- [SOURCE DATA]:
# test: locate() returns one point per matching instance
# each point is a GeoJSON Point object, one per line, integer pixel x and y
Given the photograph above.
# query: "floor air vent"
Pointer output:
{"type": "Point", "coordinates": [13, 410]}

- [YOUR INSTRUCTIONS]:
Retype the entries exactly, please. Leave no line out.

- [RESPONSE TO THE TASK]:
# test: locate() returns one point per matching instance
# each point is a GeoJSON Point object, one per line, integer pixel x and y
Given the photograph above.
# query: "floor air vent"
Pointer output:
{"type": "Point", "coordinates": [13, 410]}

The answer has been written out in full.